Shortly after 1855, Hetzel's landscape paintings began to reflect both Durand's technique and his beliefs. Trout Stream in the Alleghenies reflects Durand's technique in its close up focus, its attention to the minute forms of forest flora, such as lichens, grasses, and fallen branches, and its visible tactile brush strokes. However, the trout stream itself, and in particular, the quiet pool or fishing hole in the center with water quietly gurgling in from the top and softly rippling out at the bottom, is what transforms this painting into an evocation of tranquility and repose and elevates it to the expression of man's spiritual nature that Durand believed was essential for a painter to be a real artist. This device of a central pool or fishing hole appears repeatedly in Hetzel's landscapes from this period, and its use to evoke feelings of peace, quietude, and tranquillity are more a reflection of his personal affinities and interests rather than the product of Durand's influence.
In 1869, Hetzel moved his family to Philadelphia and set up a studio there in an effort to gain a wider appreciation of his work. He exhibited several landscapes that year in the annual exhibition of The Pennsylvania Academy of the Fine Arts, including the painting now known as Rocky Gorge, thought by most to be one of Hetzel's finest achievements. Done in a typical Hudson River School format with a vertical composition of a densely wooded scene and a waterfall serving as a point of focus, this exquisite painting features finely detailed brushwork and even composition. With a dramatic mountain range rising in the background and beautifully framed by dense cool woods and sharp, steep rocks, the scene is tranquil and inviting. Rocky Gorge not only represents the best surviving example of Hetzel's Hudson River School period, but also marks the end of this period in his painting.
In spite of the many artists and commercial galleries in Philadelphia, Hetzel's plans for a new career in a new city did not work out for he brought his family back to Pittsburgh in 1870. He purchased an acre of ground on Washington Street in Edgewood, a suburb of Pittsburgh along the Pennsylvania Railroad, and made plans to build a modest two-story frame house. Edgewood was far enough from the city to satisfy Hetzel's love of nature and its seasons and his growing interest in landscape painting, yet close enough to allow him to take the daily train into the city where he maintained a studio on Fourth Street.

## Given exercise
Using the passage above on Hetzel's landscape painting, answer these questions.
1. Which forms of forest flora does Trout Stream in the Alleghenies pay attention to?
2. In what year did Hetzel move his family to Philadelphia?
3. On which street did Hetzel keep his studio in Pittsburgh after buying land in Edgewood?

## Entries supplied
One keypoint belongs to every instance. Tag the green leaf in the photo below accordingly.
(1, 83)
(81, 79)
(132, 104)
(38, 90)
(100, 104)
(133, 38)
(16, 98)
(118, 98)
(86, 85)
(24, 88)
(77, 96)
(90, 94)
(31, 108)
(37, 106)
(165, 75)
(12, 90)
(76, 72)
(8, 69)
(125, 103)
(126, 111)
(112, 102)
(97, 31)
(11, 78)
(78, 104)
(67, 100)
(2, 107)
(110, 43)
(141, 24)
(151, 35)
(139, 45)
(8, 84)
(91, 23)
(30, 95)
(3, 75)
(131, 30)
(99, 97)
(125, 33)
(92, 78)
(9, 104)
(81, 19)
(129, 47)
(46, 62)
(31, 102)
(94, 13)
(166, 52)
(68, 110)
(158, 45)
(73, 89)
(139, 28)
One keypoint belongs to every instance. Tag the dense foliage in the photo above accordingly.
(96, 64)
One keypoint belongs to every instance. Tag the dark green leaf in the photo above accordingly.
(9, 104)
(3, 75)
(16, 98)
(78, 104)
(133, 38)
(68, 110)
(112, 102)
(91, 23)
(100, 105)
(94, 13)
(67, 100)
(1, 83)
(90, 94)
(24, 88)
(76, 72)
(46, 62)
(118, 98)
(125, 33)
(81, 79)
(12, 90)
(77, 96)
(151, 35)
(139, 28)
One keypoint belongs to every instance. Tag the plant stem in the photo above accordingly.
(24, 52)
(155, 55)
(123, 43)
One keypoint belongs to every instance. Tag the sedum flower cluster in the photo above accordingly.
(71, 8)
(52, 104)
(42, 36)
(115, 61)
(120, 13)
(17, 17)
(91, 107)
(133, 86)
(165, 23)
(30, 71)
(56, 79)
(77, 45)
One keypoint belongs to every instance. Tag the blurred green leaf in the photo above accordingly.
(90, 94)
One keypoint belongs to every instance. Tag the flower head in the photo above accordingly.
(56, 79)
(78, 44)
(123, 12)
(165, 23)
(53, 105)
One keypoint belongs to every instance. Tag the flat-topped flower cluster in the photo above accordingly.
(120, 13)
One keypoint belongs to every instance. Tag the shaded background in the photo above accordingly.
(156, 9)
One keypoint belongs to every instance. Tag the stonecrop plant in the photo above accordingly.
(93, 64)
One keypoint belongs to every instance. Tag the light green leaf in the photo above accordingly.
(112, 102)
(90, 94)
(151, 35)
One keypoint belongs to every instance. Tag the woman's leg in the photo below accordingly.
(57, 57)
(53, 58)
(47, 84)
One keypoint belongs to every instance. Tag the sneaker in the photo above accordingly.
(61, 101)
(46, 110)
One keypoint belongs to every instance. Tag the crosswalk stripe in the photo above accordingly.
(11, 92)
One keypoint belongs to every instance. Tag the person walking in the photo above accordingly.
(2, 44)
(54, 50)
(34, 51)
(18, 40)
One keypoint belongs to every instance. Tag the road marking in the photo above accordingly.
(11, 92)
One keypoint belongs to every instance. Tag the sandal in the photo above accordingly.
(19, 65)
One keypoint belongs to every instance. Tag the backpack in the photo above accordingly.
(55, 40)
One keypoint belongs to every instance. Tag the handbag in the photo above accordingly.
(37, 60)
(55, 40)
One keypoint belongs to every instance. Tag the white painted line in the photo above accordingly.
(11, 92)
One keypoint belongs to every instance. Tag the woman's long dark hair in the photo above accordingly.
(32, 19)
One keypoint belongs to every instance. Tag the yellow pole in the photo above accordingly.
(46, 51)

## Solution to the problem
1. Lichens, grasses, and fallen branches.
2. 1869.
3. Fourth Street.